## Work to be completed
Among the lines of data below, reproduce only those from the one with "Target: string light" through the one with "For every instance of the short", exactly as they stand, both ends included.
>>>
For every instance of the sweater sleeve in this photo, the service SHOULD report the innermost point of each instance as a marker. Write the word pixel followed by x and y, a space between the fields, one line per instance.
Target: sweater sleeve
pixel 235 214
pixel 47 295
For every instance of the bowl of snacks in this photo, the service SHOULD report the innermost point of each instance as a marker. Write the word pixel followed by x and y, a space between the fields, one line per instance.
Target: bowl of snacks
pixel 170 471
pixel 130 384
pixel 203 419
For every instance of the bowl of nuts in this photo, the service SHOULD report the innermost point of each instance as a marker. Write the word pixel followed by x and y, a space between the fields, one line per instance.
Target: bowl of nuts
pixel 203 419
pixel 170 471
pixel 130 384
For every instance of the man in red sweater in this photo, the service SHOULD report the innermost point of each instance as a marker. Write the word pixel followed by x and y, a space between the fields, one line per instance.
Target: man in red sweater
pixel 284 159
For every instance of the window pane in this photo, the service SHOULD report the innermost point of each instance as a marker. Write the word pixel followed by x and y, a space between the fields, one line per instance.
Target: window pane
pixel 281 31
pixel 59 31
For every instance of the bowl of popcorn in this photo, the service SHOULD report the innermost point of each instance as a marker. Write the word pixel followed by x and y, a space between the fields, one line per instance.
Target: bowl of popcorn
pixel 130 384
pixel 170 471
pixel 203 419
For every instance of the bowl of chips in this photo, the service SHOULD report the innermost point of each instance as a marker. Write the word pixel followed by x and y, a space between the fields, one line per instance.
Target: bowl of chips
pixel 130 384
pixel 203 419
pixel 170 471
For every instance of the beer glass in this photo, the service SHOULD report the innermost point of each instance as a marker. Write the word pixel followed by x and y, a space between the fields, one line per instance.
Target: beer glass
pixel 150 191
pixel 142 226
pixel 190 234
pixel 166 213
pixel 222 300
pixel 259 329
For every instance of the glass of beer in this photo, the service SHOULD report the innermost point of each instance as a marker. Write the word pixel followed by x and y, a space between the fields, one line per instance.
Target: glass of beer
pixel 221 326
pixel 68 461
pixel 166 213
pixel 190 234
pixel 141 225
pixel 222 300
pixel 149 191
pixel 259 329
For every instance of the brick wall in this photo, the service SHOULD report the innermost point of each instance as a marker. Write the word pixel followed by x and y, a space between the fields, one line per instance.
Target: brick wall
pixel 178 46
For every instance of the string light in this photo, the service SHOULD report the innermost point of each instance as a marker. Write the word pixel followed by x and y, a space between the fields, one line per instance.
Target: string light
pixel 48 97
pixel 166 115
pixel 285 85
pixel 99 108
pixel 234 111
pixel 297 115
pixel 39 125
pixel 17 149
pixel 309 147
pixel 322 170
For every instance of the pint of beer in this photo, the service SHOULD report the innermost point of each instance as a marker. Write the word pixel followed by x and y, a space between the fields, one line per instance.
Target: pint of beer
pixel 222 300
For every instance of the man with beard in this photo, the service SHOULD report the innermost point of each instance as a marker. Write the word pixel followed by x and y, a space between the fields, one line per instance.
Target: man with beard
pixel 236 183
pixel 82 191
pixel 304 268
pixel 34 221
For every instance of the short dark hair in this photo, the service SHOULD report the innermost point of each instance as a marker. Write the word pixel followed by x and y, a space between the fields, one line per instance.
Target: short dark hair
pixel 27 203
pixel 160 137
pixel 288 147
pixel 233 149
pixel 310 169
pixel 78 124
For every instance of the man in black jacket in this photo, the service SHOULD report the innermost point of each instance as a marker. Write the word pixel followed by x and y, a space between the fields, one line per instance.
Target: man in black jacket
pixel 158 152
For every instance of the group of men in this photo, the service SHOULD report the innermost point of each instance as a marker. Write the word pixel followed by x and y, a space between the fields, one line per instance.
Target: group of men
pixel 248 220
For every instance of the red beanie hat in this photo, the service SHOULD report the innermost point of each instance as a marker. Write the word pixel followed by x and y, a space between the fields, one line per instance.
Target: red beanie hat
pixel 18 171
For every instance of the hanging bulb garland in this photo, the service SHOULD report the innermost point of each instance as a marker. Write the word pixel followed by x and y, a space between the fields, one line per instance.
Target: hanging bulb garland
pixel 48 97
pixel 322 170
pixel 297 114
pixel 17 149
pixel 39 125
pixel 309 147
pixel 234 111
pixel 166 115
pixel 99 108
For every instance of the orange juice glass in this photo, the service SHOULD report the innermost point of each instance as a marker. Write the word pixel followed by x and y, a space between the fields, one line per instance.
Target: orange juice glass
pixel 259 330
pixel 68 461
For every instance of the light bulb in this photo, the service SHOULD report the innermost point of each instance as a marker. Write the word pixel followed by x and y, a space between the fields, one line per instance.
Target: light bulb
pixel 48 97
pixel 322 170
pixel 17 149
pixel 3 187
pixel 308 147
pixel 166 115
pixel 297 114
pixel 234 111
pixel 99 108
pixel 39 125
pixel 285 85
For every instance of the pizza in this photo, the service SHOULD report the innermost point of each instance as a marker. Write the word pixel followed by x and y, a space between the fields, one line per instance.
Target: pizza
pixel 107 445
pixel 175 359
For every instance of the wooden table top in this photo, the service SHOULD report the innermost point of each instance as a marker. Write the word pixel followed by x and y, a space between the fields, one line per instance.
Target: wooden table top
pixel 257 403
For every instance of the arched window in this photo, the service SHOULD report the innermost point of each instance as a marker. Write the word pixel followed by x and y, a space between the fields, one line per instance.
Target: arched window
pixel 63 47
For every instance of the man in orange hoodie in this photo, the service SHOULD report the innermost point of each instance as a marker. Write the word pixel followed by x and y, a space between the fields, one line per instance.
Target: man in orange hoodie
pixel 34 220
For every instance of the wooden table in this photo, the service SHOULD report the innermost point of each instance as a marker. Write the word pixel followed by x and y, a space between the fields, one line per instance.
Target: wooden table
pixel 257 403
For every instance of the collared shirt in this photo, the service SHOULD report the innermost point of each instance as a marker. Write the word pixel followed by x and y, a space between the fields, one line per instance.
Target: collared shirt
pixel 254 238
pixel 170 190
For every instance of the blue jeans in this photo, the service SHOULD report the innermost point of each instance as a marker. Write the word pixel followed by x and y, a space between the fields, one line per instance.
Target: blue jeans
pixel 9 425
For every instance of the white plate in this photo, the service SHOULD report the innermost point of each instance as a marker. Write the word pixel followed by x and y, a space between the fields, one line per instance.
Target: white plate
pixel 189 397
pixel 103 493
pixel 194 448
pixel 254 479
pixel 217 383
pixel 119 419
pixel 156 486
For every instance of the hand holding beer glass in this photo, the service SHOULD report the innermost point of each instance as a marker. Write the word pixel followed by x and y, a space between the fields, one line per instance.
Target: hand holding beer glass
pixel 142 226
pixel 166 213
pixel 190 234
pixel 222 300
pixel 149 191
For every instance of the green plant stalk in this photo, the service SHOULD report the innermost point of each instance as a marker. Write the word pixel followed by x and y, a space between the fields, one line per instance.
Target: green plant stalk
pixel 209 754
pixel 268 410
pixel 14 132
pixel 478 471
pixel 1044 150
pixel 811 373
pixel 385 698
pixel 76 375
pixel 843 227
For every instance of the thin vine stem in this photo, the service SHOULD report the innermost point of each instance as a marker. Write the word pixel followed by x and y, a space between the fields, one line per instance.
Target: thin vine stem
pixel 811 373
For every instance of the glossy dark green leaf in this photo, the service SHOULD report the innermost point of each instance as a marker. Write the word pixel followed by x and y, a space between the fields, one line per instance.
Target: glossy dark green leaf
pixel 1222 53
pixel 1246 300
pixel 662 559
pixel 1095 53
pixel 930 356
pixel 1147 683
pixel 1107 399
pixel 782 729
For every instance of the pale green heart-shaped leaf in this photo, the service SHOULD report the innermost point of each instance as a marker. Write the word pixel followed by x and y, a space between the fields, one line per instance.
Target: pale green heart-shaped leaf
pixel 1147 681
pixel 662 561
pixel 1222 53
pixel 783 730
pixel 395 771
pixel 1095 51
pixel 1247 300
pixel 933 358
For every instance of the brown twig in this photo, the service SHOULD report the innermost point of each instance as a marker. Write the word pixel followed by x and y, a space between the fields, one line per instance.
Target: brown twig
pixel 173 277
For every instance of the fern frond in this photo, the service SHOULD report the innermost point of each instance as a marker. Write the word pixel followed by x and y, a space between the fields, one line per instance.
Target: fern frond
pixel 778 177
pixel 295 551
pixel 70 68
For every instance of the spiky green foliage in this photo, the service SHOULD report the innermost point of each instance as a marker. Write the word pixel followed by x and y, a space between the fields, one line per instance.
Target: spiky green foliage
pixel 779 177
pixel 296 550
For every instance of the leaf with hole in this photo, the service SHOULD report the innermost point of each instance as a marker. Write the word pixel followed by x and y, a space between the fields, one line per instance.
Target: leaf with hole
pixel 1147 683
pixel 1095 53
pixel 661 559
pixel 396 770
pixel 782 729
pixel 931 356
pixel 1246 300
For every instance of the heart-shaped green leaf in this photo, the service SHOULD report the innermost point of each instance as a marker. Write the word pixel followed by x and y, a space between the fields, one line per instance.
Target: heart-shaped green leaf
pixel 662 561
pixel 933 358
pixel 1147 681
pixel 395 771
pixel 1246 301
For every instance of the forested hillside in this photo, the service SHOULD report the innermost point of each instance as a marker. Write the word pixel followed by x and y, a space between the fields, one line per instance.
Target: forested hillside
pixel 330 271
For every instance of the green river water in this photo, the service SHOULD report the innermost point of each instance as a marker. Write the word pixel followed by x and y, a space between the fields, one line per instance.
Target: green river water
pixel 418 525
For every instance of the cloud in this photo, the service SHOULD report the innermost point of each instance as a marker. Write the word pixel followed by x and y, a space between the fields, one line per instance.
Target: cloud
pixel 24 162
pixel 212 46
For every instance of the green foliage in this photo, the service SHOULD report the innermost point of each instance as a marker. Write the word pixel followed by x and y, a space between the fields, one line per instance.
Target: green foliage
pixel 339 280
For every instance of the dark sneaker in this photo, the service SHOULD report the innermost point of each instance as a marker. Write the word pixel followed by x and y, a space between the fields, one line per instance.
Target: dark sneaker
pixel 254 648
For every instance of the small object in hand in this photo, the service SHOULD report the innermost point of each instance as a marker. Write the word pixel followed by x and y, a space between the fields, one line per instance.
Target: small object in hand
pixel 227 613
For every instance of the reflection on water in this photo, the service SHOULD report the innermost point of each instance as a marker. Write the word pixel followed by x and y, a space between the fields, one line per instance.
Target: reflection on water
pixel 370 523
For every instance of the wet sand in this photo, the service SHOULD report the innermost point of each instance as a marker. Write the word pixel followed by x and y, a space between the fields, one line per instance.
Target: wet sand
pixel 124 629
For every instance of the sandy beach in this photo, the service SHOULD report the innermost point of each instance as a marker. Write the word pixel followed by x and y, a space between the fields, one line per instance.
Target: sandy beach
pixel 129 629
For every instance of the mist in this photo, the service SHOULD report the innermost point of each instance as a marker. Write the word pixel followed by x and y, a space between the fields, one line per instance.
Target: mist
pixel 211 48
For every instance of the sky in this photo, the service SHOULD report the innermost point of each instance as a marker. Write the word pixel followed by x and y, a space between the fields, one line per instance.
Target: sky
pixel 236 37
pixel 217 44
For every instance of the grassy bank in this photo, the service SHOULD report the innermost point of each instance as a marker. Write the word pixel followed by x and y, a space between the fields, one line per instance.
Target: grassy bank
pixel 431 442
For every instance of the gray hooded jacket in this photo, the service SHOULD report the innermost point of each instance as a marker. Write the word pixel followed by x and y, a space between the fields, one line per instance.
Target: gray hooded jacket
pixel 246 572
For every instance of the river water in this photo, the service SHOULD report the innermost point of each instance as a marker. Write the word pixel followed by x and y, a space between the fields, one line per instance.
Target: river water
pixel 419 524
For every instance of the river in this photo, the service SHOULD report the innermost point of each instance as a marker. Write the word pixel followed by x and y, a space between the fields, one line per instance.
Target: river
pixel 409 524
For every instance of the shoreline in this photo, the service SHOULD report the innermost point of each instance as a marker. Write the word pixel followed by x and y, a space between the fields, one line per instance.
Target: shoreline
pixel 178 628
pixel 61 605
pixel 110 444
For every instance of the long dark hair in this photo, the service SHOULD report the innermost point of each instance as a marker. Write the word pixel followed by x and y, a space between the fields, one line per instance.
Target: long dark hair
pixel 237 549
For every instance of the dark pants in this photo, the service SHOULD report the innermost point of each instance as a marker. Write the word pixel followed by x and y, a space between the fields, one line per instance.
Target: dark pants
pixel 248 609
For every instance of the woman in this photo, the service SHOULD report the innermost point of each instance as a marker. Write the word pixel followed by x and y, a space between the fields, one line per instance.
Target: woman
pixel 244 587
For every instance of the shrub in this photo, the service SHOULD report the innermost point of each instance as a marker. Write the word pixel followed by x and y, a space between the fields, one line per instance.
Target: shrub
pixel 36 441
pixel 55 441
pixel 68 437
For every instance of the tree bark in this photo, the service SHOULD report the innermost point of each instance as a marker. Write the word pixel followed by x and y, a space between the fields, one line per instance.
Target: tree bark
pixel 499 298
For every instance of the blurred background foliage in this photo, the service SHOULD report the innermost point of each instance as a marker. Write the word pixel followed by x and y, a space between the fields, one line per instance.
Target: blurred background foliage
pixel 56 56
<<<
## Answer area
Target: string light
pixel 48 97
pixel 166 115
pixel 285 85
pixel 99 108
pixel 234 111
pixel 297 115
pixel 39 125
pixel 17 149
pixel 309 147
pixel 322 170
For every instance of the pint of beer in this photo, the service SHOULD report the innermost point of each instance as a marker. Write the word pixel followed by x and y, a space between the fields, one line per instance.
Target: pint of beer
pixel 222 300
For every instance of the man with beard in this photo, the service SHOULD report the innermost point of each instance as a marker. Write the word pixel followed by x and y, a space between the fields, one line per instance.
Target: man with beard
pixel 236 183
pixel 82 191
pixel 304 268
pixel 34 221
For every instance of the short dark hair in this photo, the service SHOULD report the innermost point of each instance as a marker. Write the word pixel followed by x and y, a space between the fields, one line per instance.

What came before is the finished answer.